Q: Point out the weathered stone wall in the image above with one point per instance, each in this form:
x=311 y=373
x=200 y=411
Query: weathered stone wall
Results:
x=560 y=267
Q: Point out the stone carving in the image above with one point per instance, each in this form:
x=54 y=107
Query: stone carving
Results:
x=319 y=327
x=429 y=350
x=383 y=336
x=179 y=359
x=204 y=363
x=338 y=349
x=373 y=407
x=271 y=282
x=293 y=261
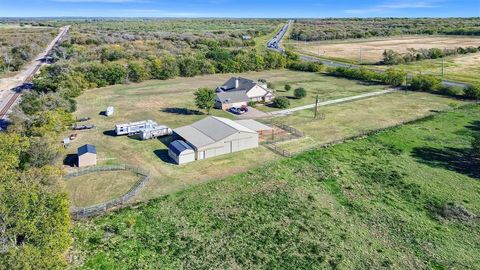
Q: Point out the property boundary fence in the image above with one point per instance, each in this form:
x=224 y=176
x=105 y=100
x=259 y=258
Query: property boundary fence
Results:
x=84 y=212
x=293 y=133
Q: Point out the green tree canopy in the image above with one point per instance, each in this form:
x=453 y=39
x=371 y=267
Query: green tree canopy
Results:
x=205 y=99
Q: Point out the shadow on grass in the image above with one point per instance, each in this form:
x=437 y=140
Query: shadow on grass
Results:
x=163 y=155
x=459 y=160
x=70 y=160
x=182 y=111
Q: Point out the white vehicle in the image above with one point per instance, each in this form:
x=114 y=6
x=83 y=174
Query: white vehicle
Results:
x=109 y=111
x=134 y=128
x=156 y=132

+ + + + +

#### Assigned task
Return every entry above word for word, leaving pictures out.

#### Output of the task
Q: Point out the weathered stone wall in the image above with one point per instance, each in this form:
x=311 y=373
x=200 y=411
Query: weathered stone wall
Results:
x=560 y=267
Q: Point out the stone carving in the image above with one point per instance, each in this form:
x=54 y=107
Query: stone carving
Results:
x=319 y=327
x=429 y=350
x=383 y=336
x=179 y=359
x=204 y=363
x=338 y=349
x=373 y=407
x=271 y=282
x=293 y=261
Q: Point out the property boundary fence in the image above with one point per instance, each in this form:
x=224 y=176
x=105 y=100
x=259 y=258
Query: property boundary fence
Results:
x=84 y=212
x=293 y=133
Q: Point out the green tree canopy in the image above with one point per instance, each in this form:
x=453 y=39
x=371 y=267
Query: green tree canopy
Results:
x=205 y=99
Q: Point out the shadow on grass in the image above with one point per instance, each in this form:
x=437 y=140
Query: shadow on grass
Results:
x=163 y=155
x=459 y=160
x=70 y=160
x=182 y=111
Q: Point out the white vehicle in the image above with one point per instance, each in this form:
x=114 y=6
x=83 y=174
Query: white vehicle
Results:
x=109 y=111
x=134 y=128
x=156 y=132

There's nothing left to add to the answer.